■ **Exercise aim**
Rewrite the rows below, changing every occurrence of "positive clicks" to "foreground clicks" and leaving the rest unchanged.
╔══
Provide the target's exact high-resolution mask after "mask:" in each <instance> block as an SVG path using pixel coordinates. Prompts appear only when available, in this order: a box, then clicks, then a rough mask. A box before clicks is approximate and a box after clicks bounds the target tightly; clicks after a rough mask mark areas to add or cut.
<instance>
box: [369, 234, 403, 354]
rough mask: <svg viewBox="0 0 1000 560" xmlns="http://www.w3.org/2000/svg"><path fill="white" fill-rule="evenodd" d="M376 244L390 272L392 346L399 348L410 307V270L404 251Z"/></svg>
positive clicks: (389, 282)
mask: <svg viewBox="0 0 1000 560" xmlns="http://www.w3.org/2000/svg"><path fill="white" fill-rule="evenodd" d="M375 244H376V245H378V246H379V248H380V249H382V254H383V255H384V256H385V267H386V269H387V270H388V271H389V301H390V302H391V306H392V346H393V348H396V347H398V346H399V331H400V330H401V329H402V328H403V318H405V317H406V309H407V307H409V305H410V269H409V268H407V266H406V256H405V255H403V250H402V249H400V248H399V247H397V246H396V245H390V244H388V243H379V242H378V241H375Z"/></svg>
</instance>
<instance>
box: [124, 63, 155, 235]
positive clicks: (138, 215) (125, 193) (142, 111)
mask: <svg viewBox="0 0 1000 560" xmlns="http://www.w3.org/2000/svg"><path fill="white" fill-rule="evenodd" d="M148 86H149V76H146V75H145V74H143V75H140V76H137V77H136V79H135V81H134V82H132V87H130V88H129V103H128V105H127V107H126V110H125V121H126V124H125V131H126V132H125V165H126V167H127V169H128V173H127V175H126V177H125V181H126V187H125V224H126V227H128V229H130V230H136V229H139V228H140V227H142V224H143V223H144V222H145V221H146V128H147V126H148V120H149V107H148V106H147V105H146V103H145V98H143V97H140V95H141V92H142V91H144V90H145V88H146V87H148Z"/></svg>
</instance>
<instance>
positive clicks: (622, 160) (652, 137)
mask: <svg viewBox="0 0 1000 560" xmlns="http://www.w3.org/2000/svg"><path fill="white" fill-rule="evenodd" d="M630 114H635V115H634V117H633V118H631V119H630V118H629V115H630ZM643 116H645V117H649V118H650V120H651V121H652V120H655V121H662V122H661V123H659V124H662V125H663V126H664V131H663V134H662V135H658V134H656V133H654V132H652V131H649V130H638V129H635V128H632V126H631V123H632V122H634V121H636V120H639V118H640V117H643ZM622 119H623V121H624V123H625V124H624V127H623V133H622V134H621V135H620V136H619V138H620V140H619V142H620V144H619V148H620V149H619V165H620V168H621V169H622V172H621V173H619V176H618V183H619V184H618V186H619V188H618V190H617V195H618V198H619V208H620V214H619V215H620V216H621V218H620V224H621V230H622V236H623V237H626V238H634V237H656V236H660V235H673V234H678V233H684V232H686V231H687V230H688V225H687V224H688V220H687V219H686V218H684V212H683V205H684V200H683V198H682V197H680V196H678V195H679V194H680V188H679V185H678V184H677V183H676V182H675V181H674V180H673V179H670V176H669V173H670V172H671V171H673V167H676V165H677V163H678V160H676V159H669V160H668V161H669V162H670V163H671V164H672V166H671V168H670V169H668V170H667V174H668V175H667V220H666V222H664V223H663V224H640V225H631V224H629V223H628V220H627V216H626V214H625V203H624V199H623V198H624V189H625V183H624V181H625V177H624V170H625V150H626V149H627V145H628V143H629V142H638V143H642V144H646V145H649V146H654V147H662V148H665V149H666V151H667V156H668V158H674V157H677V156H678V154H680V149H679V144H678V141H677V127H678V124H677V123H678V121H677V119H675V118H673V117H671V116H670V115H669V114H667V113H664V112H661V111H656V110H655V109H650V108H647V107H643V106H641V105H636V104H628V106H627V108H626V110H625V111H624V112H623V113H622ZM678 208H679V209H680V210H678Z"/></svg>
╚══
■ **Answer space**
Provide the target's exact high-resolution mask after "mask:" in each <instance> block as an SVG path using pixel coordinates. Prompts appear only when available, in this order: a box, then clicks, then a rough mask. A box before clicks is approximate and a box after clicks bounds the target tightly; clicks after a rough mask mark areas to add or cut.
<instance>
box: [369, 234, 403, 354]
rough mask: <svg viewBox="0 0 1000 560" xmlns="http://www.w3.org/2000/svg"><path fill="white" fill-rule="evenodd" d="M376 244L390 272L392 346L399 348L410 307V270L404 251Z"/></svg>
foreground clicks: (389, 282)
mask: <svg viewBox="0 0 1000 560" xmlns="http://www.w3.org/2000/svg"><path fill="white" fill-rule="evenodd" d="M375 244H376V245H378V246H379V248H380V249H382V254H383V255H384V256H385V267H386V269H387V270H388V271H389V301H390V302H391V306H392V346H393V348H396V347H398V346H399V331H400V330H401V329H402V328H403V318H405V317H406V309H407V307H409V305H410V269H409V268H407V266H406V256H405V255H403V250H402V249H400V248H399V247H397V246H396V245H390V244H388V243H379V242H378V241H375Z"/></svg>
</instance>
<instance>
box: [124, 63, 155, 235]
foreground clicks: (138, 215) (125, 193) (142, 111)
mask: <svg viewBox="0 0 1000 560" xmlns="http://www.w3.org/2000/svg"><path fill="white" fill-rule="evenodd" d="M148 86H149V76H146V75H145V74H143V75H140V76H137V77H136V79H135V81H134V82H132V87H130V88H129V103H128V105H127V107H126V110H125V121H126V124H125V131H126V132H125V165H126V167H127V169H128V173H127V175H126V177H125V181H126V187H125V224H126V227H128V229H130V230H136V229H139V228H140V227H142V224H143V223H144V222H145V221H146V128H147V126H148V120H149V107H148V106H147V105H146V103H145V98H143V97H140V95H141V92H142V91H144V90H145V88H146V87H148Z"/></svg>
</instance>
<instance>
foreground clicks: (622, 160) (652, 137)
mask: <svg viewBox="0 0 1000 560" xmlns="http://www.w3.org/2000/svg"><path fill="white" fill-rule="evenodd" d="M630 114H635V115H634V117H633V118H631V119H630V118H629V115H630ZM643 116H645V117H649V118H650V120H651V121H652V120H655V121H662V122H661V123H659V124H662V125H663V126H664V131H663V134H662V135H658V134H656V133H654V132H652V131H649V130H638V129H635V128H632V126H631V123H632V122H634V121H636V120H639V118H640V117H643ZM622 119H623V121H624V123H625V124H624V127H623V133H622V134H621V135H620V136H619V138H620V140H619V142H620V144H619V148H620V149H619V165H620V168H621V169H622V172H621V173H619V176H618V183H619V184H618V186H619V188H618V190H617V195H618V198H619V208H620V214H619V215H620V216H621V218H620V224H621V230H622V236H623V237H626V238H634V237H656V236H660V235H673V234H678V233H684V232H686V231H687V230H688V225H687V224H688V220H687V219H686V218H684V212H683V205H684V200H683V198H682V197H680V196H678V195H679V194H680V188H679V185H678V184H677V183H676V182H675V181H674V180H673V179H670V176H669V173H670V172H671V171H673V167H676V165H677V163H678V160H676V159H669V160H668V161H669V162H670V163H671V164H672V166H671V168H670V169H668V170H667V174H668V175H667V220H666V222H664V223H663V224H640V225H631V224H629V223H628V220H627V216H626V214H625V203H624V199H623V198H624V189H625V183H624V181H625V177H624V170H625V150H626V149H627V145H628V143H629V142H638V143H642V144H646V145H649V146H654V147H662V148H665V149H666V151H667V156H668V158H674V157H677V156H678V154H680V149H679V144H678V141H677V127H678V124H677V123H678V121H677V119H675V118H673V117H671V116H670V115H669V114H667V113H664V112H661V111H656V110H655V109H650V108H647V107H643V106H641V105H636V104H628V106H627V108H626V110H625V111H624V112H623V113H622ZM678 208H679V209H680V210H678Z"/></svg>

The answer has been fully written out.